**What is needed:**
Reproduce the rows below verbatim, beginning at the line that contains "[locate] the dark" and continuing through the final line of the rows.

────────

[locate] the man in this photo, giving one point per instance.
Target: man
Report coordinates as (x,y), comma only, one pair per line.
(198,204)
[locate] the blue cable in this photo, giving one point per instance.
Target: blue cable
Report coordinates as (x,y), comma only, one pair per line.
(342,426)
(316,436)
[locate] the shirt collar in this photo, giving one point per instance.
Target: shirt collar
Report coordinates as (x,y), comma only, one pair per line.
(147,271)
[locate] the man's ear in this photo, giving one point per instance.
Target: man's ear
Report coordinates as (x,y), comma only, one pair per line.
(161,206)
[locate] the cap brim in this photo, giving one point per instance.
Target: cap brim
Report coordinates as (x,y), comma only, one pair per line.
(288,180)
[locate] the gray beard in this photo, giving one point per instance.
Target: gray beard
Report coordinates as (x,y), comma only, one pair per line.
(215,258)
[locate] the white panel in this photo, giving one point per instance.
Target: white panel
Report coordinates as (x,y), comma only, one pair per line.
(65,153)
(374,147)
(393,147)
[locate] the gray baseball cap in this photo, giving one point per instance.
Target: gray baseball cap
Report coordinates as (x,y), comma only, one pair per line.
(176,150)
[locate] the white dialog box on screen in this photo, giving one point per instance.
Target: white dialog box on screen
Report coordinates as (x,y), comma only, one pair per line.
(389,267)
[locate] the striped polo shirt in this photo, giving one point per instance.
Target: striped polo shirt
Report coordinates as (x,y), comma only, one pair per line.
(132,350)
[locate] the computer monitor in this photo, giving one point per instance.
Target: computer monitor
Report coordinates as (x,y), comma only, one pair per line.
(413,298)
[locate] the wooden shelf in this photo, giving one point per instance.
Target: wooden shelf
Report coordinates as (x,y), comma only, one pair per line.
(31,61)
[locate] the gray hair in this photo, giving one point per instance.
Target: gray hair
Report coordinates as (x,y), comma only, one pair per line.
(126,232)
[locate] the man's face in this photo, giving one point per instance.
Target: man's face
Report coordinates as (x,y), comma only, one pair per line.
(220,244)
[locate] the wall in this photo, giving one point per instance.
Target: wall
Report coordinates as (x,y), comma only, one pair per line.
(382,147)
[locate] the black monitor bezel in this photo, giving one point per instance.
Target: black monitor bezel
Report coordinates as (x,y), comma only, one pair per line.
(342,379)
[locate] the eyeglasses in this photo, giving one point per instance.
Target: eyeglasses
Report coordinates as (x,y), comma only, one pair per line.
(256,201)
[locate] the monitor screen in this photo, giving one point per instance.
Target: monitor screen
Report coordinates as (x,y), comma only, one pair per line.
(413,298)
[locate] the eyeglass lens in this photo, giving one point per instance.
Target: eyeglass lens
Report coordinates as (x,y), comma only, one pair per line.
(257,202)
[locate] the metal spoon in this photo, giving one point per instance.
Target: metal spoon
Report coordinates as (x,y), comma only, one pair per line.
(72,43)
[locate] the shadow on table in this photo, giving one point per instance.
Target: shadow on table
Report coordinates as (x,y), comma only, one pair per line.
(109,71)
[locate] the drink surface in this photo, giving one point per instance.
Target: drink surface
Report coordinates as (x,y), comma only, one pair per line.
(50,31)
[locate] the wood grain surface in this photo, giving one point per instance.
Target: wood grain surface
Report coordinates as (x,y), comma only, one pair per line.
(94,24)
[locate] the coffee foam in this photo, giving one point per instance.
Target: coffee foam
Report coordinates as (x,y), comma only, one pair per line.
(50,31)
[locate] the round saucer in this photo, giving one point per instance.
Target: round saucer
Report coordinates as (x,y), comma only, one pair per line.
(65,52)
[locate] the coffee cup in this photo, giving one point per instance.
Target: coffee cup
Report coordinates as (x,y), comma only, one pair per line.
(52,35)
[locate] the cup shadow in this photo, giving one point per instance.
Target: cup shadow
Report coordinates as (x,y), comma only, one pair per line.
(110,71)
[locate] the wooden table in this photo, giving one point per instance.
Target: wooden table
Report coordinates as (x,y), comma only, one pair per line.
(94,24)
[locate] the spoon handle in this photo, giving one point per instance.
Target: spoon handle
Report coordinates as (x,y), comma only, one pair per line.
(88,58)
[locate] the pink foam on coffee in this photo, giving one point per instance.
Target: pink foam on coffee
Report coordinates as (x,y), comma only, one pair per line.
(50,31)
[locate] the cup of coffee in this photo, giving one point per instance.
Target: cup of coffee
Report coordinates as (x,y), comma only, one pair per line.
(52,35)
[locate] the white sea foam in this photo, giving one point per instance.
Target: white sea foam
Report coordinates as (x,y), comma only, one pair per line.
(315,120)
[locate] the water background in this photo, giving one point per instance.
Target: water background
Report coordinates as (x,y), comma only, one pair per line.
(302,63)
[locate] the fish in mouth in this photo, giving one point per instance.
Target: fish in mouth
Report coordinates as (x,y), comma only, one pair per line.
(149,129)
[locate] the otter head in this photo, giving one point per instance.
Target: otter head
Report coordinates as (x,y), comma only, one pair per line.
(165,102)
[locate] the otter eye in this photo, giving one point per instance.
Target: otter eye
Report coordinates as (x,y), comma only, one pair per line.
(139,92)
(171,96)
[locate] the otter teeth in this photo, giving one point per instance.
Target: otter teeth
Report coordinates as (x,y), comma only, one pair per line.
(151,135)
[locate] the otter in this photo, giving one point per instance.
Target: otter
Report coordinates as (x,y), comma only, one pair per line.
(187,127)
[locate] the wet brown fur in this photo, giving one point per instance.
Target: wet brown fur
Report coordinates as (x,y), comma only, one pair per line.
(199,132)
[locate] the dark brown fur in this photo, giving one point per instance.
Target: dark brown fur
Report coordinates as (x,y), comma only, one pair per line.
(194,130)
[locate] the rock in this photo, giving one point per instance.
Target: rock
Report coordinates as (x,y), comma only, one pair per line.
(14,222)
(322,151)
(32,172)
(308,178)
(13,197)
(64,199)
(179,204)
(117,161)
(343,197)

────────

**The answer:**
[locate] the dark brown fur in this photo, giving one point per instance.
Target: dark brown fur
Report coordinates as (x,y), comma only, one pair per line.
(194,130)
[locate] the rock in this photo, giving one point per instance.
Target: rock
Report coordinates as (x,y), comma only, one pair per line.
(14,222)
(322,151)
(32,172)
(308,178)
(13,197)
(64,199)
(179,204)
(117,161)
(343,197)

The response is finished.